* [EXERCISE]: Could you arrange all of the material below as a Markdown table with the columns "Row" and "Line", giving each line its row number and leaving out any blank lines?

(PROVIDED INFORMATION)

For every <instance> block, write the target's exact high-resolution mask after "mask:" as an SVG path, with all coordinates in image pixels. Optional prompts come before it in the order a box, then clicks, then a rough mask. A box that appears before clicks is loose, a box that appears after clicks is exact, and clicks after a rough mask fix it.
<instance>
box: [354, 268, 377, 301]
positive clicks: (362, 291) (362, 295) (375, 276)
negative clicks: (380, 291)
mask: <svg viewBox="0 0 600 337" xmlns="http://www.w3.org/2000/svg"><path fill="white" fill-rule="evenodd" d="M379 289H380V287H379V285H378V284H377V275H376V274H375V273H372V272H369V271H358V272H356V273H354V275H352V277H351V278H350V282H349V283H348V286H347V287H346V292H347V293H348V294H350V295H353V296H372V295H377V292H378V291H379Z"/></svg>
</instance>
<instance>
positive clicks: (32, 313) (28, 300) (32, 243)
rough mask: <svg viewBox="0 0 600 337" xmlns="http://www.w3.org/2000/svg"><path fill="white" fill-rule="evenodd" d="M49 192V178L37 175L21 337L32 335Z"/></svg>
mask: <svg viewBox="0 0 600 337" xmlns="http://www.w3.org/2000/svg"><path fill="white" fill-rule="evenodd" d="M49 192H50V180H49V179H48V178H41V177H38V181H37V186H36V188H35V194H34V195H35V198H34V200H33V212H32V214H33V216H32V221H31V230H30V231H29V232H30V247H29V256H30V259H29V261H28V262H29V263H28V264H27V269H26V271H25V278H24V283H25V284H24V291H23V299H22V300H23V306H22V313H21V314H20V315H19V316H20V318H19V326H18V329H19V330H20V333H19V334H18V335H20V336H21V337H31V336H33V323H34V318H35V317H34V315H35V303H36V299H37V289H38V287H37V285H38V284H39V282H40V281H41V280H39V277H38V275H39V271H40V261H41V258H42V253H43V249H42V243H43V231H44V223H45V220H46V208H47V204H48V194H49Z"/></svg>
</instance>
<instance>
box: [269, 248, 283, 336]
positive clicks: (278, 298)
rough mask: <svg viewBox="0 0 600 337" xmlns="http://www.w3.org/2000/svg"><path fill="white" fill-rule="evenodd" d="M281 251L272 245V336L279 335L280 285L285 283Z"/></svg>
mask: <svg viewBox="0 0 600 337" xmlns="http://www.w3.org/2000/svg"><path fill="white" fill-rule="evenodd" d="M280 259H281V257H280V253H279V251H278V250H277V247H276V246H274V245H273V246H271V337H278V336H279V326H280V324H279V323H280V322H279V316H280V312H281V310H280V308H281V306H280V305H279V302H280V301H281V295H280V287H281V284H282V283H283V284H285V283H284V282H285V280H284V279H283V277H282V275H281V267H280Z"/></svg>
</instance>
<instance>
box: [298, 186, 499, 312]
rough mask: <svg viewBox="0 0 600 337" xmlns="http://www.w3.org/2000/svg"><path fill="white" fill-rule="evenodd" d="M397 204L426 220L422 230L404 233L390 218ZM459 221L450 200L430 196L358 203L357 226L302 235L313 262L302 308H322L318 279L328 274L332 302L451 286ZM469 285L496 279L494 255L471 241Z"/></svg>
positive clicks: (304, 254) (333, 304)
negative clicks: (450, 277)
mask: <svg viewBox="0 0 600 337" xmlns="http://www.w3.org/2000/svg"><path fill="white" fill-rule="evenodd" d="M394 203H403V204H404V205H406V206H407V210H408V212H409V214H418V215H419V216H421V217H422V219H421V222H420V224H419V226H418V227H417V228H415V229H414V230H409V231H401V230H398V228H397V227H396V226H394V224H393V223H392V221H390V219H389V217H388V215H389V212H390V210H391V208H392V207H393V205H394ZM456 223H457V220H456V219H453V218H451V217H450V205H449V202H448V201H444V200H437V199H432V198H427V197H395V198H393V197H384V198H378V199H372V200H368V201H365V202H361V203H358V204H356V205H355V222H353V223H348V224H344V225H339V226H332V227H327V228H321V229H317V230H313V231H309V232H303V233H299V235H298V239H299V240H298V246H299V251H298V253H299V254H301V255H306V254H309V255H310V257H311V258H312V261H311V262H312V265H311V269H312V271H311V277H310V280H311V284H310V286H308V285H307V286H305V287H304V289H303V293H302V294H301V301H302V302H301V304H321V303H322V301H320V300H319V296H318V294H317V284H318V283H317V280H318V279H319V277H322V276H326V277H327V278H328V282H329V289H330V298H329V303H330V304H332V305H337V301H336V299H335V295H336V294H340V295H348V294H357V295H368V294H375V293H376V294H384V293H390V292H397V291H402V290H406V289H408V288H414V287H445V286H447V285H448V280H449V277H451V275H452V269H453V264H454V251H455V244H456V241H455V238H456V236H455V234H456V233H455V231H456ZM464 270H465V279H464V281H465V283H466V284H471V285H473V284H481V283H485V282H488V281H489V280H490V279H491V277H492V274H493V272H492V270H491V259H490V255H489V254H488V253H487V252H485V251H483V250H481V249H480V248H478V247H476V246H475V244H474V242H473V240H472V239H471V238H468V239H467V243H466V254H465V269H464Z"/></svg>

(End PROVIDED INFORMATION)

* [WORKED SOLUTION]:
| Row | Line |
|---|---|
| 1 | For every <instance> block, write the target's exact high-resolution mask after "mask:" as an SVG path, with all coordinates in image pixels. Optional prompts come before it in the order a box, then clicks, then a rough mask. A box that appears before clicks is loose, a box that appears after clicks is exact, and clicks after a rough mask fix it. |
| 2 | <instance> |
| 3 | box: [354, 268, 377, 301] |
| 4 | positive clicks: (362, 291) (362, 295) (375, 276) |
| 5 | negative clicks: (380, 291) |
| 6 | mask: <svg viewBox="0 0 600 337" xmlns="http://www.w3.org/2000/svg"><path fill="white" fill-rule="evenodd" d="M379 289H380V287H379V285H378V284H377V275H376V274H375V273H372V272H369V271H358V272H356V273H354V275H352V277H351V278H350V282H349V283H348V286H347V287H346V292H347V293H348V294H350V295H353V296H372V295H377V292H378V291H379Z"/></svg> |
| 7 | </instance> |
| 8 | <instance> |
| 9 | positive clicks: (32, 313) (28, 300) (32, 243) |
| 10 | rough mask: <svg viewBox="0 0 600 337" xmlns="http://www.w3.org/2000/svg"><path fill="white" fill-rule="evenodd" d="M49 192V178L37 175L21 337L32 335Z"/></svg> |
| 11 | mask: <svg viewBox="0 0 600 337" xmlns="http://www.w3.org/2000/svg"><path fill="white" fill-rule="evenodd" d="M49 192H50V180H49V179H48V178H41V177H38V181H37V186H36V188H35V194H34V195H35V198H34V200H33V212H32V214H33V216H32V221H31V230H30V231H29V232H30V247H29V256H30V259H29V261H28V262H29V263H28V264H27V269H26V271H25V278H24V283H25V284H24V291H23V299H22V300H23V306H22V313H21V314H20V315H19V316H20V318H19V326H18V329H19V330H20V333H19V334H18V335H20V336H21V337H31V336H33V323H34V318H35V317H34V315H35V303H36V299H37V289H38V287H37V285H38V284H39V282H40V281H41V280H39V277H38V275H39V271H40V261H41V258H42V253H43V249H42V243H43V231H44V223H45V220H46V208H47V204H48V194H49Z"/></svg> |
| 12 | </instance> |
| 13 | <instance> |
| 14 | box: [269, 248, 283, 336] |
| 15 | positive clicks: (278, 298) |
| 16 | rough mask: <svg viewBox="0 0 600 337" xmlns="http://www.w3.org/2000/svg"><path fill="white" fill-rule="evenodd" d="M281 251L272 245V336L279 335L280 285L285 283Z"/></svg> |
| 17 | mask: <svg viewBox="0 0 600 337" xmlns="http://www.w3.org/2000/svg"><path fill="white" fill-rule="evenodd" d="M280 259H281V257H280V253H279V251H278V250H277V247H276V246H274V245H273V246H271V337H278V336H279V326H280V324H279V323H280V322H279V316H280V312H281V310H280V308H281V306H280V305H279V302H280V301H281V295H280V287H281V284H282V283H283V284H285V283H284V282H285V280H284V279H283V277H282V275H281V267H280Z"/></svg> |
| 18 | </instance> |
| 19 | <instance> |
| 20 | box: [298, 186, 499, 312] |
| 21 | rough mask: <svg viewBox="0 0 600 337" xmlns="http://www.w3.org/2000/svg"><path fill="white" fill-rule="evenodd" d="M397 204L426 220L422 230L404 233L390 218ZM459 221L450 200L430 196L358 203L357 226L302 235L313 262L302 308H322L318 279L328 274L332 302L451 286ZM469 285L496 279L494 255L471 241Z"/></svg> |
| 22 | positive clicks: (304, 254) (333, 304) |
| 23 | negative clicks: (450, 277) |
| 24 | mask: <svg viewBox="0 0 600 337" xmlns="http://www.w3.org/2000/svg"><path fill="white" fill-rule="evenodd" d="M394 203H403V204H404V205H406V206H407V210H408V212H409V214H418V215H419V216H421V217H422V219H421V222H420V224H419V226H418V227H417V228H415V229H414V230H409V231H401V230H398V228H397V227H396V226H394V224H393V223H392V221H390V219H389V217H388V215H389V212H390V210H391V208H392V207H393V205H394ZM456 223H457V220H456V219H453V218H451V217H450V205H449V202H448V201H444V200H437V199H432V198H427V197H395V198H393V197H384V198H378V199H372V200H368V201H365V202H361V203H358V204H356V205H355V222H353V223H348V224H344V225H339V226H332V227H327V228H321V229H317V230H313V231H309V232H303V233H299V235H298V239H299V240H298V246H299V251H298V253H299V254H301V255H306V254H309V255H310V257H311V258H312V261H311V262H312V265H311V269H312V271H311V277H310V280H311V284H310V286H308V285H307V286H305V287H304V289H303V293H302V294H301V301H302V302H301V304H321V303H322V301H320V300H319V296H318V294H317V284H318V283H317V280H318V279H319V277H322V276H326V277H327V278H328V282H329V289H330V298H329V303H330V304H332V305H337V301H336V299H335V295H336V294H340V295H348V294H357V295H368V294H375V293H376V294H384V293H390V292H397V291H402V290H406V289H408V288H414V287H445V286H447V285H448V280H449V277H451V275H452V269H453V264H454V251H455V244H456V241H455V238H456V236H455V234H456V233H455V231H456ZM464 270H465V279H464V281H465V283H466V284H471V285H473V284H481V283H485V282H488V281H489V280H490V279H491V277H492V274H493V272H492V270H491V259H490V255H489V254H488V253H487V252H485V251H483V250H481V249H480V248H478V247H476V246H475V244H474V242H473V240H472V239H471V238H468V239H467V243H466V254H465V269H464Z"/></svg> |